- _Things to do_:
a) In the CAN bus data tutorial, which engine is passed to `to_parquet` when the decoded mf4 data is saved?
b) Continue the CAN bus data tutorial from its last sentence.

- _Document passage_:
== == ==
# Analyzing CAN bus data with GPT-4 and DuckDB
In this tutorial we will see how to use the parquet file format, the in-process database DuckDB and GPT-4 to perform queries on CAN-bus data.

## Convert decoded mf4 to parquet

In [23]:
from asammdf import MDF

with MDF(r"../data/decoded.mf4") as mdf:
    df = mdf.to_dataframe()
    df.to_parquet("vehicle_data.parquet", engine="pyarrow")

## Connect with DuckDB

In [None]:
import duckdb

# Connect to an in-memory DuckDB instance
conn = duckdb.connect()

# Use DESCRIBE to list column details
query = "DESCRIBE SELECT * FROM 'vehicle_data.parquet';"

# Execute the query and get the result as a DataFrame
columns_df = conn.execute(query).fetchdf()

# Extract and print the column names
column_names = columns_df["column_name"].tolist()
print("Column Names:", column_names)

## Ask GPT-4 about the semantics of the data

### Sample query 1

Try to query different types of information such as velocity, speed, battery charge, rpm and more...
== == ==
- _Supplied material_:
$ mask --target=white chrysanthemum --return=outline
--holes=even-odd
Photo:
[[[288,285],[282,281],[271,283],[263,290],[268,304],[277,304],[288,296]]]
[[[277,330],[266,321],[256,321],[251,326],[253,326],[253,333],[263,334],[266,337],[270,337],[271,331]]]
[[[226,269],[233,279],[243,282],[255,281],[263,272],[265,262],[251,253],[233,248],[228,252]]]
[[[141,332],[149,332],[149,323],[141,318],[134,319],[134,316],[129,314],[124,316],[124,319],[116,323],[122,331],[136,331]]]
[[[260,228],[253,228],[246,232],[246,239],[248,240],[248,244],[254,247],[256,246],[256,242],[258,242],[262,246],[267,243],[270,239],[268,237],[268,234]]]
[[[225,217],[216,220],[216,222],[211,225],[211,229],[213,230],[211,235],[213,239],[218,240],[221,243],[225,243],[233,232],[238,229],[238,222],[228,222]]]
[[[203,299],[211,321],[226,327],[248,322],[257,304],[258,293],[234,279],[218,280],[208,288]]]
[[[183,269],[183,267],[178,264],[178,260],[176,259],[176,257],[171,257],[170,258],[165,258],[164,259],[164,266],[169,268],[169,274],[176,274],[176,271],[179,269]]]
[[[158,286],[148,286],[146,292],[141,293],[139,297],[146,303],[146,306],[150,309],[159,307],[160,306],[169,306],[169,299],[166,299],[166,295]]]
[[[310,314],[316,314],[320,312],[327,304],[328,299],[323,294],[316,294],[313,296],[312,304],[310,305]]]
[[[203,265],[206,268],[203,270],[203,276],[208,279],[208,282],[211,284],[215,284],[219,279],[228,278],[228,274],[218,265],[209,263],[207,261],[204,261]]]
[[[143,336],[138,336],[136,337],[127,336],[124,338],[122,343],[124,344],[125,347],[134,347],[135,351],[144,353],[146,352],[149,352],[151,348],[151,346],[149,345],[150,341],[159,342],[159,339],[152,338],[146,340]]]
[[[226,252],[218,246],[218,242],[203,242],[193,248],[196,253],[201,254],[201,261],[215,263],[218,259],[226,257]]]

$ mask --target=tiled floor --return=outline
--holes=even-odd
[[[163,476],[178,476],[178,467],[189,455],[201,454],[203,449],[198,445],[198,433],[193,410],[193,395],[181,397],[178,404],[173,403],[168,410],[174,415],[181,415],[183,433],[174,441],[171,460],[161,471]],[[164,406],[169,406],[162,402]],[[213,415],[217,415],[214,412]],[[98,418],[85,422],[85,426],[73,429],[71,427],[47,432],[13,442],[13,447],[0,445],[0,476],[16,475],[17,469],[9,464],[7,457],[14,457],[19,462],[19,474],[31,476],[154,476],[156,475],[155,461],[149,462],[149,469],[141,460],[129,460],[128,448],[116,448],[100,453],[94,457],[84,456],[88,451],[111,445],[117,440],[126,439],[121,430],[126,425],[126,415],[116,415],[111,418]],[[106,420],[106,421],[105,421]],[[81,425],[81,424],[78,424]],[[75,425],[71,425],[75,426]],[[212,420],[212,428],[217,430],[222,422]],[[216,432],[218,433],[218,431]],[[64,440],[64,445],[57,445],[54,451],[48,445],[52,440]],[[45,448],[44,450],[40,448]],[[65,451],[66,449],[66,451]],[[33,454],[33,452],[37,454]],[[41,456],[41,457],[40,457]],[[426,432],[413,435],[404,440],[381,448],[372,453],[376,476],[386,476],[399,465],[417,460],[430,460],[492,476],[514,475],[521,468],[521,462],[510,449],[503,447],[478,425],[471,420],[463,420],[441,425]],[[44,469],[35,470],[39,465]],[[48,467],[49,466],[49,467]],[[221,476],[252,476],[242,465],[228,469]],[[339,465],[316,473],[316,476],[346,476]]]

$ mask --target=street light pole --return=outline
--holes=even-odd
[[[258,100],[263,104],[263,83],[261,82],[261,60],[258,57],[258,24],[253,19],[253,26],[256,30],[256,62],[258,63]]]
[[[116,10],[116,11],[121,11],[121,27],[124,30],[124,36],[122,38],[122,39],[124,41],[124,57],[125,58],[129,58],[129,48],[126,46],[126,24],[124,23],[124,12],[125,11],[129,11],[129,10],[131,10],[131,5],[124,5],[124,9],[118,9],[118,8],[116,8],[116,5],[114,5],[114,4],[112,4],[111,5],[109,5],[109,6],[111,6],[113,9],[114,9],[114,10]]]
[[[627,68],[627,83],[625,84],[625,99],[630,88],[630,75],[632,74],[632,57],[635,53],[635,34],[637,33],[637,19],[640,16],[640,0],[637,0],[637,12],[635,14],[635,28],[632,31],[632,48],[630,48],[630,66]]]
== == ==
- _Your responses_:
a) pyarrow

b)
I have a database with vehicle data. It contains with the following channels with time series data:
Column Names: ['Service', 'Response', 'Length', 'S01PID', 'S01PID04_CalcEngineLoad', 'S01PID05_EngineCoolantTemp', 'S01PID0B_IntakeManiAbsPress', 'S01PID0C_EngineRPM', 'S01PID0D_VehicleSpeed', 'S01PID11_ThrottlePosition', 'S01PID2F_FuelTankLevel', 'S01PID33_AbsBaroPres', 'S01PID42_ControlModuleVolt', 'S01PID62_ActualEngTorqPct', 'timestamps']

I am looking for the following information:
engine revolutions per minute

If there is no channel with the desired information, the answer: "There is no channel with the desired information"
If there is one or more channel with the desired information, then answer with the channel names only.

## Sandbox to execute generated queries on DuckDB

In [14]:
# Paste query here
query = """
    PASTE QUERY HERE
"""

# Run the query and get the result as a DataFrame
df = conn.execute(query).fetchdf()

# Display the result
print(df)